Required work. Please rewrite the items from the line containing "Please locate the treeline" through the end of the items, with "treeline" replaced by "tree line" and everything else unchanged.

Data shown.

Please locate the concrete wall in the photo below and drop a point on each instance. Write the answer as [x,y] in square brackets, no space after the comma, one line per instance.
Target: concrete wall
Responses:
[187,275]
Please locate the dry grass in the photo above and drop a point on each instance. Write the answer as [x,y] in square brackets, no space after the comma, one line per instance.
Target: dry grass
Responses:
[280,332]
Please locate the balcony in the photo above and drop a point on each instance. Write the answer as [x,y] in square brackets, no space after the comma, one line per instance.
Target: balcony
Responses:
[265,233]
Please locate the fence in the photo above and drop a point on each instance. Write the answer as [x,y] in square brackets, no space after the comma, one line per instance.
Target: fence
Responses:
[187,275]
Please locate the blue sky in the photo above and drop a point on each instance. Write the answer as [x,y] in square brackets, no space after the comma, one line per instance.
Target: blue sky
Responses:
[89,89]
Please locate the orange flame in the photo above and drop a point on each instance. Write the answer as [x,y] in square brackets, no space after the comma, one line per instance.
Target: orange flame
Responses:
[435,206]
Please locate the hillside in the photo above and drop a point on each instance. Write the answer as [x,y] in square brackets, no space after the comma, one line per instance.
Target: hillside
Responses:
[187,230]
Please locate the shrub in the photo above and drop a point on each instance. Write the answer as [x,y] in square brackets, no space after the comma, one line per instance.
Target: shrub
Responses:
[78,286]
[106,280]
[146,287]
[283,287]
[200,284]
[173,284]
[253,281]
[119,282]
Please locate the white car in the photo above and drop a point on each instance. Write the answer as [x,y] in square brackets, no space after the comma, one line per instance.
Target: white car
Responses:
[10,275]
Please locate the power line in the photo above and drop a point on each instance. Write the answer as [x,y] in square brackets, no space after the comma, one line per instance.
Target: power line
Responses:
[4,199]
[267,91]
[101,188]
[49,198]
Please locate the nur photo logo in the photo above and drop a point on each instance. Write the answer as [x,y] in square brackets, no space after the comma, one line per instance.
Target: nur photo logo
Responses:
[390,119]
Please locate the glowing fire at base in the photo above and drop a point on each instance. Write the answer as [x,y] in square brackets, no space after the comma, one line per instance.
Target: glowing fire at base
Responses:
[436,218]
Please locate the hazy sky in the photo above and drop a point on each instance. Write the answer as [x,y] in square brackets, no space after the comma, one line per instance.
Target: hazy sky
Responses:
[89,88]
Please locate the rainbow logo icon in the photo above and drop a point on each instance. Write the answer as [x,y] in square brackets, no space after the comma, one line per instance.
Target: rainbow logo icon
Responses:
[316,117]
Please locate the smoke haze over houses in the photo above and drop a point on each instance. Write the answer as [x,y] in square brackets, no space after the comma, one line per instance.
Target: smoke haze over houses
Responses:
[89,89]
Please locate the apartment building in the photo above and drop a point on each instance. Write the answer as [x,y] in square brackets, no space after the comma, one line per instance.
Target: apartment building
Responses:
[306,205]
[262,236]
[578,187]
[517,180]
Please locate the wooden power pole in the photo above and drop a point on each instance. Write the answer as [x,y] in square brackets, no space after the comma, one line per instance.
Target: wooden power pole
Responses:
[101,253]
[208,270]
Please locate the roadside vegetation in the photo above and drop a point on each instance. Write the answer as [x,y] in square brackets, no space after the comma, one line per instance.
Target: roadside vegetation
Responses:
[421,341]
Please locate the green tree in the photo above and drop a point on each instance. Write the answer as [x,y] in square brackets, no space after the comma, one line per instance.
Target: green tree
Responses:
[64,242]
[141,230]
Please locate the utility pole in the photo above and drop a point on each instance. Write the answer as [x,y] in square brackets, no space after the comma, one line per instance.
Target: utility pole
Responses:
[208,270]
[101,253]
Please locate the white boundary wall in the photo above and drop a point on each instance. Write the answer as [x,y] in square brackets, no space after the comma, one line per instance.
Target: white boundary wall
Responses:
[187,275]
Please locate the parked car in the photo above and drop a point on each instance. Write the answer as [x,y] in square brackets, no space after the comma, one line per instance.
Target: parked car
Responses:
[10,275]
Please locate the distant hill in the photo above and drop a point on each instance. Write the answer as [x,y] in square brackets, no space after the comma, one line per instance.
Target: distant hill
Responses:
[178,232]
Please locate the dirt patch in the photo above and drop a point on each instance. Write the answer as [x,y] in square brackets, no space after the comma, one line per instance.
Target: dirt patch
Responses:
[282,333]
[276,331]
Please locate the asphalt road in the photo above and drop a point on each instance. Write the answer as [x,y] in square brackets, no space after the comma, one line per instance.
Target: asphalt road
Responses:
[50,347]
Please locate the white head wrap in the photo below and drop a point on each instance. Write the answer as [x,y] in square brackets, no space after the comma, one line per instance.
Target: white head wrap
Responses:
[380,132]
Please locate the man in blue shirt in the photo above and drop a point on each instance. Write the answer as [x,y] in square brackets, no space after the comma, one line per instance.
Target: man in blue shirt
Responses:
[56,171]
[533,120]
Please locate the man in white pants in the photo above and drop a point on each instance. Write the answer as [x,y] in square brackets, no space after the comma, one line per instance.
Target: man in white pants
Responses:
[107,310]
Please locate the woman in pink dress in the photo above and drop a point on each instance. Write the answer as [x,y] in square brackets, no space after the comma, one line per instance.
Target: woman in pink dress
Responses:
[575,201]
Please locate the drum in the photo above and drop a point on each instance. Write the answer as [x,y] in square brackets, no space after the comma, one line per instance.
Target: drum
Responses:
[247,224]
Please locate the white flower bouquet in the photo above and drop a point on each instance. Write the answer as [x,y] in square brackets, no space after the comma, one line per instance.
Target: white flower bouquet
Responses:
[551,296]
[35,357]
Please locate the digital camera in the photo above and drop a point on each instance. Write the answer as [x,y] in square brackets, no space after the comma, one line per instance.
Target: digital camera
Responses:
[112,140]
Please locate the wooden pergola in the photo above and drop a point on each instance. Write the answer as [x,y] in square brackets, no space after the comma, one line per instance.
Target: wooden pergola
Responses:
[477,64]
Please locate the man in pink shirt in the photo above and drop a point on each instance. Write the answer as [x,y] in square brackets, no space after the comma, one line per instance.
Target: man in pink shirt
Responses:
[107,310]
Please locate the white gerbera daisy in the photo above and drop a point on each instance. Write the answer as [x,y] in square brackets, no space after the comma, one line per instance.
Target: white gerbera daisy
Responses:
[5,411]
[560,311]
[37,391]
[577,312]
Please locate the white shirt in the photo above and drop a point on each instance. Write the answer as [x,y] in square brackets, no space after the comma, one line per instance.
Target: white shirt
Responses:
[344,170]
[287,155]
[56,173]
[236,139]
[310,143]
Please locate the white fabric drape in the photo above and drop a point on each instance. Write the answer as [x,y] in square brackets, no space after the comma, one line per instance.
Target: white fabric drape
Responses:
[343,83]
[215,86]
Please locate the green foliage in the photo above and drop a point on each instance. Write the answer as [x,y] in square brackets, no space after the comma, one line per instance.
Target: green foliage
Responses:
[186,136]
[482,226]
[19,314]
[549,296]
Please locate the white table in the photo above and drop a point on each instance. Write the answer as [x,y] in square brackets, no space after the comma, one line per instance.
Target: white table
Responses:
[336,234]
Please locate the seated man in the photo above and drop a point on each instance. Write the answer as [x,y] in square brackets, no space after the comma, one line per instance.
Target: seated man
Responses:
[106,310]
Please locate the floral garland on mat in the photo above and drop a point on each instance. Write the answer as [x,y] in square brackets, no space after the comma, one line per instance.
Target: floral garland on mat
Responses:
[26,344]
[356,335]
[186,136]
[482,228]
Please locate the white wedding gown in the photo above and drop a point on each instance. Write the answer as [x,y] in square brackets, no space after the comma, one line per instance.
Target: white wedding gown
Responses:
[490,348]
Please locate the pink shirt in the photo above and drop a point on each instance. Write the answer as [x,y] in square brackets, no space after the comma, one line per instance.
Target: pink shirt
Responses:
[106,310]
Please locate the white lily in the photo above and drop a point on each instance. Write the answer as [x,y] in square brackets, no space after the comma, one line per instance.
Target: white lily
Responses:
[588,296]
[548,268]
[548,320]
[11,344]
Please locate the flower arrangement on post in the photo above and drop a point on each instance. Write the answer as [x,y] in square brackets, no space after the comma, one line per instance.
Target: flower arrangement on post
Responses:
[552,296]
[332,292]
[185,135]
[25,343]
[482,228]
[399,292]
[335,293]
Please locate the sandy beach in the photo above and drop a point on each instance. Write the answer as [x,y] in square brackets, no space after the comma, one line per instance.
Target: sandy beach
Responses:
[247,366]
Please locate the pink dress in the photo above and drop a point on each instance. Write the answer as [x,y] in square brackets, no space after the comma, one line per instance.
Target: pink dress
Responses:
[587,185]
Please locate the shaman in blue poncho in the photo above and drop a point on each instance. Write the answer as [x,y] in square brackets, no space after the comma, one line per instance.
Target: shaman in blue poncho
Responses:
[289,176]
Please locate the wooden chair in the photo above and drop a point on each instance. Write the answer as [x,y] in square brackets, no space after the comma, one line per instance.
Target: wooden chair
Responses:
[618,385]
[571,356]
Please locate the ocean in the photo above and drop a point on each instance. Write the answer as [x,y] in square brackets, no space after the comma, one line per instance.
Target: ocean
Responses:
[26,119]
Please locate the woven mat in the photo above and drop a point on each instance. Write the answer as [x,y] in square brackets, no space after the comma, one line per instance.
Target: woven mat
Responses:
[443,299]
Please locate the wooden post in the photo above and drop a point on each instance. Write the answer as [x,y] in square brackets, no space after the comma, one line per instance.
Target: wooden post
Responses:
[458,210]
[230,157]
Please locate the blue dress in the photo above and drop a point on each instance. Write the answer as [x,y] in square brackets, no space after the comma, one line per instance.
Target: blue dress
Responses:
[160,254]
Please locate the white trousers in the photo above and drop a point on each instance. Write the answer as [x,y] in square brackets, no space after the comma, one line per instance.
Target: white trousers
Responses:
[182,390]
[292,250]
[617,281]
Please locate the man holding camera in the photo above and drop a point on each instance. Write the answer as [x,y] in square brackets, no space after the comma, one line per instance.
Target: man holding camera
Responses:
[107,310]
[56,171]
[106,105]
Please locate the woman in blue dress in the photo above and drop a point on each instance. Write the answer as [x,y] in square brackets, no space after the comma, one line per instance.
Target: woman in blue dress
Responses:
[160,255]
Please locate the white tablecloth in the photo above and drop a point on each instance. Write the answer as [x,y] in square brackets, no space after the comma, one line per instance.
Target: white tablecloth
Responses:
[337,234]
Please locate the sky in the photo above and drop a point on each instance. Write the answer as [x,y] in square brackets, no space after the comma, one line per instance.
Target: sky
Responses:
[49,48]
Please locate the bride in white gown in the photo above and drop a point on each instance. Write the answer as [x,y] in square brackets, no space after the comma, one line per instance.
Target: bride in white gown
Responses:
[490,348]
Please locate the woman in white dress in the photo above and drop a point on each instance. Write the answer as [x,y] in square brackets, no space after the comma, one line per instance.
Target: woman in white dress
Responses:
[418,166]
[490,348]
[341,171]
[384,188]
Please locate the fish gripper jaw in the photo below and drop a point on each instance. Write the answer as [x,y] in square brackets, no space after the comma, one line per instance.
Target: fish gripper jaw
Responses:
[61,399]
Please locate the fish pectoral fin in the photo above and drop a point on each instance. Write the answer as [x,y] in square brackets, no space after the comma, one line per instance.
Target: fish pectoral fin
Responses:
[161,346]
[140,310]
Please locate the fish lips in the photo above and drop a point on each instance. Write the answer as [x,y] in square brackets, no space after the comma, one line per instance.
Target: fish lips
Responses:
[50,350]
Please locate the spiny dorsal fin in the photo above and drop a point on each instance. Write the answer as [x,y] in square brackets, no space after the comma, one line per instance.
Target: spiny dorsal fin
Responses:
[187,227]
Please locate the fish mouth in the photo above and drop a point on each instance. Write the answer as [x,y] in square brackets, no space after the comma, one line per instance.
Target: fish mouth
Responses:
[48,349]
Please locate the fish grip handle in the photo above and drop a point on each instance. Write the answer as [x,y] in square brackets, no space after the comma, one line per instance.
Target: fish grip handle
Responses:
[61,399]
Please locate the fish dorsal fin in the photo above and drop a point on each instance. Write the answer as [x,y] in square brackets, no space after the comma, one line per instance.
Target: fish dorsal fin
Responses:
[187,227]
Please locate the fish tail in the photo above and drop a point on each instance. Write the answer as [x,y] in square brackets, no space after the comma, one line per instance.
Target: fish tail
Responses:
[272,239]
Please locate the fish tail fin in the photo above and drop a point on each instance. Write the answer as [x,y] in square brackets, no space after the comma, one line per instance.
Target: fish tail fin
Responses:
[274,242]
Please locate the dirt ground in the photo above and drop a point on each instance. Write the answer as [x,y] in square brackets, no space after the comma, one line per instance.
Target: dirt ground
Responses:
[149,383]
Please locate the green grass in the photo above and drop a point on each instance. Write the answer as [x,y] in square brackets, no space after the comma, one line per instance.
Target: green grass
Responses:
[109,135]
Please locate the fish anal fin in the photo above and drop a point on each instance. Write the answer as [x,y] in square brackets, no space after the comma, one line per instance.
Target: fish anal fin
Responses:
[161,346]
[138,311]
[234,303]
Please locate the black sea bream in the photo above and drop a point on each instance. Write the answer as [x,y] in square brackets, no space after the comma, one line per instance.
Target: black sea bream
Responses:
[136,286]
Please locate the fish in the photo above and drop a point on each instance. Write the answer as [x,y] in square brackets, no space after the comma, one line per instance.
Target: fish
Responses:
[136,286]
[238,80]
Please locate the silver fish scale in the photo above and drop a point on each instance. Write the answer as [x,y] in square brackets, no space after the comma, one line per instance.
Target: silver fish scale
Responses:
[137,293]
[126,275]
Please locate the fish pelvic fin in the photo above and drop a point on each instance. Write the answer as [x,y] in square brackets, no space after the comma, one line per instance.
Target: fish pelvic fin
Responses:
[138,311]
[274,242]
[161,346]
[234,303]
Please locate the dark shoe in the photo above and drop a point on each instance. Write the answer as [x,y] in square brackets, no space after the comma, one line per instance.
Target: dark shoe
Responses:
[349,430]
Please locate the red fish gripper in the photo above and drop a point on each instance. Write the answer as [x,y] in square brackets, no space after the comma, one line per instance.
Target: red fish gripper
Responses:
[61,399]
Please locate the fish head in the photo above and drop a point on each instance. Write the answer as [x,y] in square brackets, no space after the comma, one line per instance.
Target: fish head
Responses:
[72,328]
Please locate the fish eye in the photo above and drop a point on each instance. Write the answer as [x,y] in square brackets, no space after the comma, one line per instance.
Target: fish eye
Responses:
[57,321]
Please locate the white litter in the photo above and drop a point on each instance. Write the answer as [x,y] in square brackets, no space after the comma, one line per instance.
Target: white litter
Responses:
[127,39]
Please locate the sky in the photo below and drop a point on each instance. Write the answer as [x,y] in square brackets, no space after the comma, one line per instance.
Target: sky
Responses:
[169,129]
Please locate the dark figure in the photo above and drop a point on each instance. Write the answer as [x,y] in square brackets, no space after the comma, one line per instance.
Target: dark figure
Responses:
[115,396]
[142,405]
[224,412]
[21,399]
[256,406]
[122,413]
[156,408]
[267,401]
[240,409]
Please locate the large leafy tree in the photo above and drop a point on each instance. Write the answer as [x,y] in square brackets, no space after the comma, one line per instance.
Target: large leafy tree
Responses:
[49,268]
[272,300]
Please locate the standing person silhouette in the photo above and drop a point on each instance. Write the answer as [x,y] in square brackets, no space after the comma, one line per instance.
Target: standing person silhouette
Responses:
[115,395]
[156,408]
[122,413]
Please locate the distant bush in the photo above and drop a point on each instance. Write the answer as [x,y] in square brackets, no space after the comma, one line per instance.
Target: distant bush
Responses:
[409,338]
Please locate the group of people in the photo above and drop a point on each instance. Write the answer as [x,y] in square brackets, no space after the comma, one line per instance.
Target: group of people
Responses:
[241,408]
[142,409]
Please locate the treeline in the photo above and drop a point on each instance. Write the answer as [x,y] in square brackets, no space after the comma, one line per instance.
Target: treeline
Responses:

Written answer.
Please locate the tree line in the photo above and drop a point on each instance. Write the answer as [x,y] in square brackets, no space after the comma, one line per instance.
Target: tree line
Responses:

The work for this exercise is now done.